Provided passage start

In this presentation, the application of the effective stress principle to unsaturated soils is critically reviewed, and the reasons underlying the difficulties in previous investigations of effective stress in unsaturated soils are highlighted. In particular, the validity of the relationship proposed by Khalili and Khabbaz (1998) for the determination of the effective stress parameter c is examined using an extensive array of experimental data. It is shown that quantitative predictions of shear strength and volume change in unsaturated soils can be made using the effective stress concept. The uniqueness of the critical state line in the deviatoric stress – effective mean stress plane for saturated and unsaturated soils is also discussed, and the incremental form of the effective stress parameter is derived.

Provided passage end
Available data start

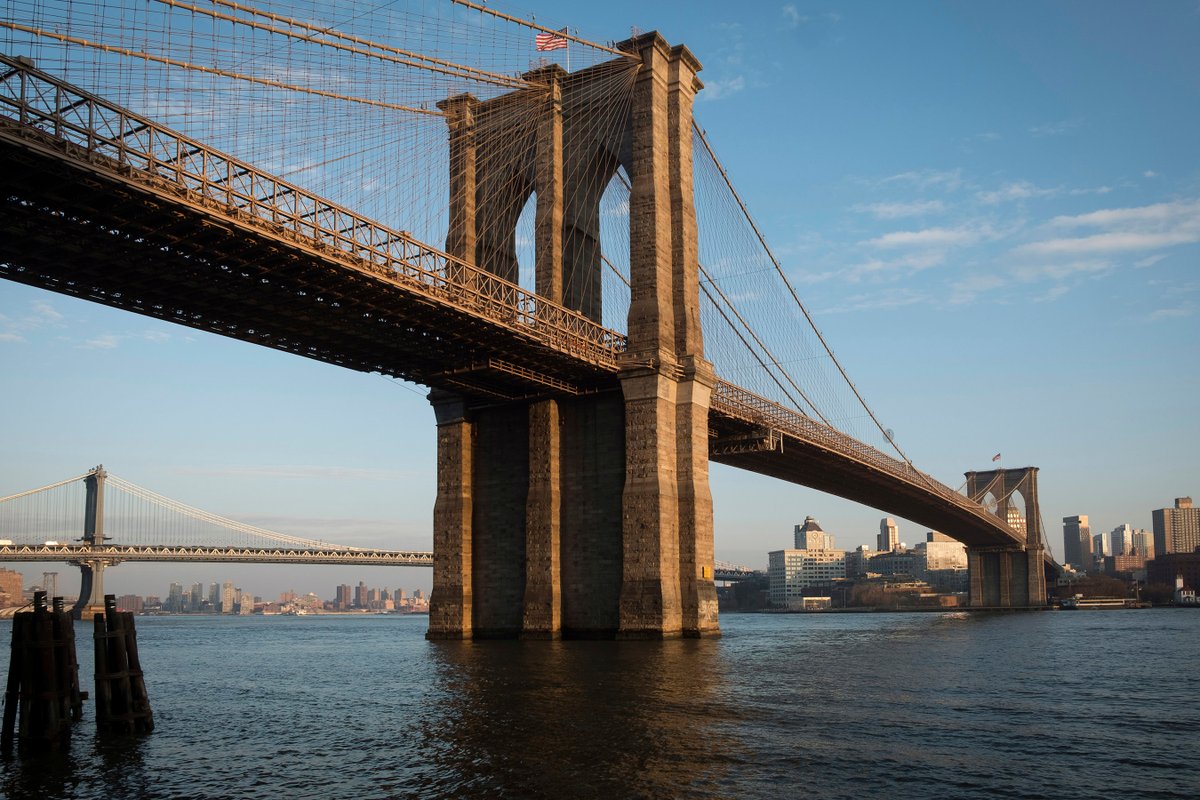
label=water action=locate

Available data end

What to work on: According to the unsaturated soils passage, which relationship is examined for determining the effective stress parameter?

Answer to this problem: The relationship proposed by Khalili and Khabbaz (1998).